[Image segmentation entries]

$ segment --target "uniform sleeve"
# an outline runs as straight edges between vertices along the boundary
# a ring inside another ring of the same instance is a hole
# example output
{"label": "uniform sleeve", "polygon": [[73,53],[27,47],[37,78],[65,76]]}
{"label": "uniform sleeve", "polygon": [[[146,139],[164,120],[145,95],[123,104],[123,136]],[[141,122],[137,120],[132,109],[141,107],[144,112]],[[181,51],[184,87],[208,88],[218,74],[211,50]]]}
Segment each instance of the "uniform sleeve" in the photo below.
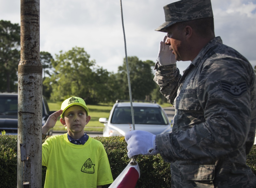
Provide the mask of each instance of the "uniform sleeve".
{"label": "uniform sleeve", "polygon": [[113,181],[108,156],[104,146],[101,143],[101,144],[99,151],[97,186],[109,184]]}
{"label": "uniform sleeve", "polygon": [[161,66],[157,62],[155,69],[156,69],[154,81],[160,87],[160,92],[173,104],[177,95],[178,84],[181,76],[176,64]]}
{"label": "uniform sleeve", "polygon": [[198,78],[205,121],[156,136],[160,154],[171,161],[219,158],[245,148],[248,134],[255,132],[256,83],[249,62],[217,56],[205,62]]}

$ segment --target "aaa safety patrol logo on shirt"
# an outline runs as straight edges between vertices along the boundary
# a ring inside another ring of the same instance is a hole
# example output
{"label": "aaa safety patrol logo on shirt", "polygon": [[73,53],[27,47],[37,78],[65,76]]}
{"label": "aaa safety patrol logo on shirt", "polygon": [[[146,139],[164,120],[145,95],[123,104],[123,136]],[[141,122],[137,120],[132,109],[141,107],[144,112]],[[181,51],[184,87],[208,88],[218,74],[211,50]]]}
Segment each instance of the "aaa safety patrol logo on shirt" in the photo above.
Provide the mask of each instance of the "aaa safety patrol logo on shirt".
{"label": "aaa safety patrol logo on shirt", "polygon": [[82,167],[81,171],[85,173],[93,174],[94,173],[94,166],[95,165],[92,163],[91,159],[89,158],[84,162]]}

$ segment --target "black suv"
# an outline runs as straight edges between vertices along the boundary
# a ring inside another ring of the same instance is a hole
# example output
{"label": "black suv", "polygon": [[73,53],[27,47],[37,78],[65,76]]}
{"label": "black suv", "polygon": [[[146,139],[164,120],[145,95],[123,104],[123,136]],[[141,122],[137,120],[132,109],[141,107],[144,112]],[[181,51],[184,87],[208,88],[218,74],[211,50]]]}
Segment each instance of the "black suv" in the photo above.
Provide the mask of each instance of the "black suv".
{"label": "black suv", "polygon": [[[42,126],[48,117],[54,111],[49,110],[47,102],[43,96]],[[18,133],[18,93],[0,93],[0,134],[4,130],[6,134],[17,135]],[[47,134],[51,135],[50,130]]]}

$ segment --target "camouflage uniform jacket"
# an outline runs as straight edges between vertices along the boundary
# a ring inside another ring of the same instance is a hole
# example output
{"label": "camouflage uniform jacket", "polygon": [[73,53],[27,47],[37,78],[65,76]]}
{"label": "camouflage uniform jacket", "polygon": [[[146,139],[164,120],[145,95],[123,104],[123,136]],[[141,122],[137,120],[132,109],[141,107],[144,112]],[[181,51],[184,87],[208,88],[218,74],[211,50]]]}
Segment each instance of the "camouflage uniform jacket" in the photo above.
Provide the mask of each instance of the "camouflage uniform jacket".
{"label": "camouflage uniform jacket", "polygon": [[218,37],[182,76],[176,64],[155,69],[154,80],[175,109],[172,132],[156,138],[171,163],[172,187],[256,187],[246,164],[256,125],[256,82],[247,60]]}

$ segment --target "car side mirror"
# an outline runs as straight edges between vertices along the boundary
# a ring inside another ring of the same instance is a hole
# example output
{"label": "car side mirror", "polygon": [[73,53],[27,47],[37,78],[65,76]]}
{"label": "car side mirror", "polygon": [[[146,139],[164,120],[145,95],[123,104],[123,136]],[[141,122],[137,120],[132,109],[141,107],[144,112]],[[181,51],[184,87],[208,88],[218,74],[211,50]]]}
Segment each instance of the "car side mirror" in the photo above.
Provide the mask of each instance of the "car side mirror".
{"label": "car side mirror", "polygon": [[99,121],[102,123],[108,123],[108,119],[105,118],[101,118],[99,119]]}

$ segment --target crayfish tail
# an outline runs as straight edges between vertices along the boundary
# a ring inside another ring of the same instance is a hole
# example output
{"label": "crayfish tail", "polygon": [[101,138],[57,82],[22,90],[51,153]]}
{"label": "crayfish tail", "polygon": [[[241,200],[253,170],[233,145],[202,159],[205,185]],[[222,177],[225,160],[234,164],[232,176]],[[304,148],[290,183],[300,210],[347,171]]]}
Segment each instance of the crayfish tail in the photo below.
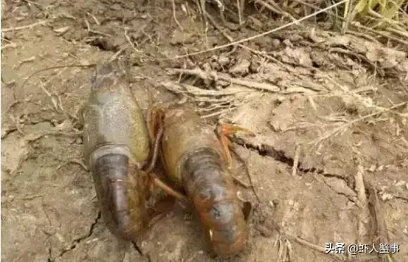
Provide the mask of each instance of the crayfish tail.
{"label": "crayfish tail", "polygon": [[137,182],[125,154],[109,154],[96,159],[93,177],[102,217],[108,227],[120,238],[132,240],[144,222],[140,208]]}

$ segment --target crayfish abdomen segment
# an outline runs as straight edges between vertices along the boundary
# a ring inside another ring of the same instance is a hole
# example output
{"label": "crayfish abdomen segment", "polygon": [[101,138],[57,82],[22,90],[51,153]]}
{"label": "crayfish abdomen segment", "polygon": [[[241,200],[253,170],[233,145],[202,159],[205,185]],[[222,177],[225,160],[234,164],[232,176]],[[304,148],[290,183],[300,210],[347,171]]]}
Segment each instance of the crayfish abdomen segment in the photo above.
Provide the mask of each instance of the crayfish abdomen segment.
{"label": "crayfish abdomen segment", "polygon": [[246,244],[247,224],[219,154],[210,148],[194,151],[184,158],[180,171],[211,249],[222,256],[240,252]]}
{"label": "crayfish abdomen segment", "polygon": [[107,154],[95,159],[92,172],[102,217],[114,235],[134,239],[146,223],[140,181],[125,154]]}

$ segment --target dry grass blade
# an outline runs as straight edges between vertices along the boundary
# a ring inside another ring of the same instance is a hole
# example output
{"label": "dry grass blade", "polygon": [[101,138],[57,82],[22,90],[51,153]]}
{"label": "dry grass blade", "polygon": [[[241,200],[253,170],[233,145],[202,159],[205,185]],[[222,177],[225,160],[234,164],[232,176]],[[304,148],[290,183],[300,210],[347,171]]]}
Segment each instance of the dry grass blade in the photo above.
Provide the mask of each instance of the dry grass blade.
{"label": "dry grass blade", "polygon": [[245,87],[254,88],[259,90],[267,91],[271,92],[278,92],[280,89],[275,85],[261,83],[254,81],[245,80],[242,79],[233,78],[225,73],[211,72],[208,73],[199,69],[178,69],[178,68],[168,68],[168,70],[173,73],[183,73],[186,75],[196,75],[203,80],[221,80],[227,81],[231,84],[240,85]]}
{"label": "dry grass blade", "polygon": [[185,57],[188,57],[188,56],[197,56],[197,55],[199,55],[199,54],[202,54],[210,52],[210,51],[216,51],[216,50],[223,49],[226,48],[226,47],[233,46],[236,45],[236,44],[242,44],[242,43],[244,43],[244,42],[249,42],[249,41],[256,39],[256,38],[261,37],[263,37],[263,36],[264,36],[264,35],[267,35],[271,34],[271,33],[273,33],[273,32],[276,32],[280,31],[280,30],[283,30],[283,29],[285,29],[285,28],[286,28],[286,27],[289,27],[290,26],[292,26],[292,25],[297,25],[297,24],[298,24],[298,23],[300,23],[300,22],[302,22],[302,21],[304,21],[304,20],[307,20],[307,19],[311,18],[314,17],[315,15],[319,15],[319,14],[320,14],[320,13],[326,12],[326,11],[329,11],[329,10],[330,10],[330,9],[334,8],[336,7],[336,6],[340,6],[340,5],[342,5],[342,4],[345,4],[345,2],[347,2],[347,1],[349,1],[349,0],[342,0],[342,1],[340,1],[340,2],[338,2],[338,3],[336,3],[336,4],[333,4],[333,5],[330,6],[328,6],[328,7],[326,7],[326,8],[323,8],[323,9],[321,9],[321,10],[319,10],[319,11],[316,11],[316,12],[314,12],[314,13],[311,13],[311,14],[310,14],[310,15],[309,15],[304,16],[304,17],[303,17],[303,18],[300,18],[300,19],[298,19],[298,20],[295,20],[295,21],[293,21],[293,22],[292,22],[292,23],[288,23],[288,24],[286,24],[286,25],[280,26],[279,27],[274,28],[274,29],[271,30],[269,30],[269,31],[264,32],[263,32],[263,33],[261,33],[261,34],[259,34],[259,35],[254,35],[254,36],[252,36],[252,37],[247,37],[247,38],[245,38],[245,39],[240,39],[240,40],[237,40],[237,41],[235,41],[235,42],[232,42],[232,43],[229,43],[229,44],[221,45],[221,46],[215,46],[215,47],[213,47],[213,48],[211,48],[211,49],[206,49],[206,50],[202,50],[202,51],[197,51],[197,52],[190,53],[190,54],[185,54],[185,55],[177,56],[171,57],[171,58],[156,58],[156,59],[154,59],[154,60],[157,60],[157,61],[166,61],[166,60],[179,59],[179,58],[185,58]]}

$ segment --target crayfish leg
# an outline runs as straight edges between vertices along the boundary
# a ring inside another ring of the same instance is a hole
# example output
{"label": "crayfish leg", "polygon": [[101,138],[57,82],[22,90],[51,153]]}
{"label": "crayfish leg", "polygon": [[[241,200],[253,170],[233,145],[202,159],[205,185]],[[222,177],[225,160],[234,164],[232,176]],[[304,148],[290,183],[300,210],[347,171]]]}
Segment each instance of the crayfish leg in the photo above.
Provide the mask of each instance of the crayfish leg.
{"label": "crayfish leg", "polygon": [[255,134],[251,130],[232,124],[219,125],[216,128],[216,132],[221,143],[224,156],[227,158],[228,168],[230,170],[233,166],[233,157],[230,151],[231,146],[230,137],[239,132],[245,132],[252,137],[255,136]]}

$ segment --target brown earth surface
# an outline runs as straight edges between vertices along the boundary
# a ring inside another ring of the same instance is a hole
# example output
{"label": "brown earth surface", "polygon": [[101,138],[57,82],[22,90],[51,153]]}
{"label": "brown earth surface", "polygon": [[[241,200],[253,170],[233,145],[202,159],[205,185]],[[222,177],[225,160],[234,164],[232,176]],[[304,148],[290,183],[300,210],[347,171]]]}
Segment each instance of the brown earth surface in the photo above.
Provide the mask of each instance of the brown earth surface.
{"label": "brown earth surface", "polygon": [[[187,101],[256,134],[234,139],[260,203],[247,247],[228,261],[408,261],[407,53],[311,24],[164,60],[228,42],[211,23],[206,33],[194,1],[175,4],[173,15],[163,1],[2,1],[1,260],[222,261],[179,205],[135,245],[106,229],[78,120],[92,68],[51,69],[22,87],[39,69],[126,56],[144,110],[149,89],[156,103]],[[221,28],[238,39],[283,24],[250,8],[239,30]],[[329,242],[400,250],[330,255]]]}

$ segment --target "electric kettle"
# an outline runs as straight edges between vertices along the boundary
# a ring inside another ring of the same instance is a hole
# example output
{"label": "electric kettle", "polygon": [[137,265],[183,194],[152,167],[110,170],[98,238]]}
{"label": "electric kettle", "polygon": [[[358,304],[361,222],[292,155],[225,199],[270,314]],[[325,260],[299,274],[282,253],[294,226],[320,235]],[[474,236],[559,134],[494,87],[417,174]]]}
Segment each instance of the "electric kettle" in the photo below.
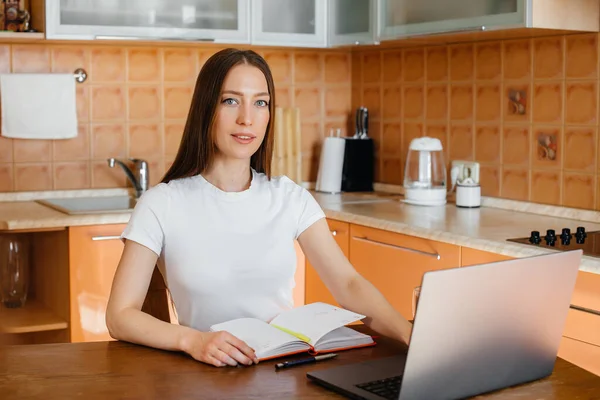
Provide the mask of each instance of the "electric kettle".
{"label": "electric kettle", "polygon": [[442,142],[427,136],[413,139],[404,168],[404,202],[423,206],[444,205],[447,193]]}

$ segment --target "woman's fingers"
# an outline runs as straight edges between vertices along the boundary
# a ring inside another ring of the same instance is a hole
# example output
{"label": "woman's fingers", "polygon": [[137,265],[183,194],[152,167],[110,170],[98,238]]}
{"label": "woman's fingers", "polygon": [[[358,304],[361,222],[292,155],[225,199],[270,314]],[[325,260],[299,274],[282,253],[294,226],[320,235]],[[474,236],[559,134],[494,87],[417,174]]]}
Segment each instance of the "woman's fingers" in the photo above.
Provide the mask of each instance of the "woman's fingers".
{"label": "woman's fingers", "polygon": [[231,356],[222,349],[217,350],[217,353],[214,354],[213,357],[222,362],[224,365],[230,365],[232,367],[237,365],[237,361],[231,358]]}
{"label": "woman's fingers", "polygon": [[237,347],[229,343],[224,343],[223,346],[221,346],[221,351],[228,354],[231,358],[233,358],[240,364],[252,365],[252,363],[254,362],[252,358],[245,356]]}
{"label": "woman's fingers", "polygon": [[238,339],[237,337],[233,336],[230,333],[227,334],[226,340],[232,346],[234,346],[239,351],[241,351],[248,359],[252,360],[255,363],[258,362],[258,358],[256,357],[256,353],[244,341]]}

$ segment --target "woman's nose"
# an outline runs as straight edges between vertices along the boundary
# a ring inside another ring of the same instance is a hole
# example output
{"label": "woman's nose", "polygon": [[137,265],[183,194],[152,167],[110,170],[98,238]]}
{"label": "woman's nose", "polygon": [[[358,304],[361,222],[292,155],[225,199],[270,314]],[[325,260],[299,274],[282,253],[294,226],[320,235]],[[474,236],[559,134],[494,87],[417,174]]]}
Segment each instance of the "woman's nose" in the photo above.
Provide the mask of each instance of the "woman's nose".
{"label": "woman's nose", "polygon": [[237,123],[240,125],[252,125],[251,106],[244,104],[239,108]]}

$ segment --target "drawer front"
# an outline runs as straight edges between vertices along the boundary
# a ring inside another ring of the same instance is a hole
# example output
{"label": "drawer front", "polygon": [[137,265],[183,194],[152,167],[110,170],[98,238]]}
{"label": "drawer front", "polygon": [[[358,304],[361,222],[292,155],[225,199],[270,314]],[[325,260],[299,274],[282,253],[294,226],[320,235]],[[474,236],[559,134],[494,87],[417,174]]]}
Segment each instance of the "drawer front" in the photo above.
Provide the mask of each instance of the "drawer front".
{"label": "drawer front", "polygon": [[460,248],[351,225],[350,262],[396,310],[412,319],[413,289],[421,285],[423,274],[458,267]]}
{"label": "drawer front", "polygon": [[600,346],[563,336],[558,349],[558,356],[600,376]]}
{"label": "drawer front", "polygon": [[490,253],[488,251],[471,249],[469,247],[461,248],[461,263],[463,267],[470,265],[487,264],[496,261],[510,260],[512,257],[505,256],[502,254]]}
{"label": "drawer front", "polygon": [[600,312],[600,275],[580,271],[571,304]]}
{"label": "drawer front", "polygon": [[600,315],[570,309],[563,335],[600,346]]}
{"label": "drawer front", "polygon": [[[350,224],[347,222],[341,222],[336,220],[328,219],[327,223],[329,224],[329,230],[333,235],[335,241],[338,246],[344,253],[346,257],[348,257],[348,242],[350,239]],[[310,265],[308,259],[306,260],[306,286],[305,286],[305,296],[306,296],[306,304],[314,303],[317,301],[322,301],[324,303],[339,305],[333,295],[327,289],[317,271]]]}

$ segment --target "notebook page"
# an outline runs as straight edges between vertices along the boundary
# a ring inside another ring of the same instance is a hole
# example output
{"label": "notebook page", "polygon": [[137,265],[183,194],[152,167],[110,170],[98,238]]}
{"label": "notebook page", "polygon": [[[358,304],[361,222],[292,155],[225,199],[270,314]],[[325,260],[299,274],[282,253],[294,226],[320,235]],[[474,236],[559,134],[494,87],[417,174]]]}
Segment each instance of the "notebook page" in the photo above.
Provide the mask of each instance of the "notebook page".
{"label": "notebook page", "polygon": [[363,344],[373,343],[373,338],[364,333],[355,331],[354,329],[342,326],[337,328],[325,336],[323,336],[316,344],[315,350],[330,350],[344,347],[359,346]]}
{"label": "notebook page", "polygon": [[270,324],[294,332],[298,337],[306,337],[310,340],[309,343],[314,345],[328,332],[364,317],[343,308],[318,302],[283,312],[273,318]]}
{"label": "notebook page", "polygon": [[[266,322],[255,318],[238,318],[216,324],[210,327],[213,332],[227,331],[238,339],[246,342],[256,351],[256,356],[262,358],[290,342],[298,339],[285,332],[275,329]],[[308,346],[307,346],[308,348]]]}

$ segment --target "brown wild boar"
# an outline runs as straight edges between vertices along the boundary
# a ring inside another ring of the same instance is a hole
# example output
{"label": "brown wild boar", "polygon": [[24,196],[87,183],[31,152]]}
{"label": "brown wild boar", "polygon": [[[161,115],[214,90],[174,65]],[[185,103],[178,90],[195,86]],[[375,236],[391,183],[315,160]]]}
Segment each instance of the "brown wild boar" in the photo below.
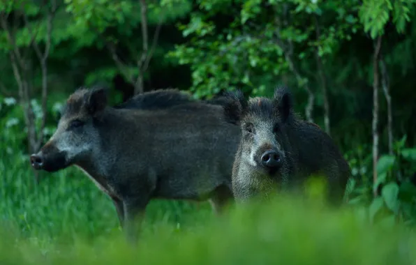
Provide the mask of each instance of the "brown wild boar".
{"label": "brown wild boar", "polygon": [[67,100],[54,135],[30,161],[49,172],[71,165],[82,169],[112,199],[134,240],[152,198],[209,199],[217,213],[232,198],[240,133],[223,121],[222,112],[219,103],[173,89],[110,107],[105,89],[80,89]]}
{"label": "brown wild boar", "polygon": [[287,88],[276,89],[273,99],[246,100],[241,91],[228,97],[225,117],[242,134],[232,177],[237,201],[301,188],[319,175],[327,181],[331,204],[342,202],[350,167],[327,133],[294,112]]}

▸ **Task details**: Identify every line in the records that contains the word "sleeve" and copy each of those lines.

▸ **Answer to this task**:
$ segment --target "uniform sleeve"
{"label": "uniform sleeve", "polygon": [[73,53],[27,47],[37,78],[65,76]]}
{"label": "uniform sleeve", "polygon": [[[146,139],[164,120],[145,95],[123,104],[123,136]],[[141,122],[137,120],[132,109],[141,107],[144,112]],[[181,51],[184,87],[208,88],[218,74],[211,50]]]}
Segment each instance of the "uniform sleeve" in the photo below.
Provide the mask of each instance of the "uniform sleeve".
{"label": "uniform sleeve", "polygon": [[113,181],[108,156],[104,146],[101,143],[101,144],[99,151],[97,186],[109,184]]}
{"label": "uniform sleeve", "polygon": [[161,66],[157,62],[155,69],[156,69],[154,81],[160,87],[160,92],[173,104],[177,95],[178,84],[181,76],[176,64]]}
{"label": "uniform sleeve", "polygon": [[198,78],[205,121],[156,136],[160,154],[171,161],[219,158],[245,148],[248,134],[255,132],[256,83],[249,62],[217,56],[205,62]]}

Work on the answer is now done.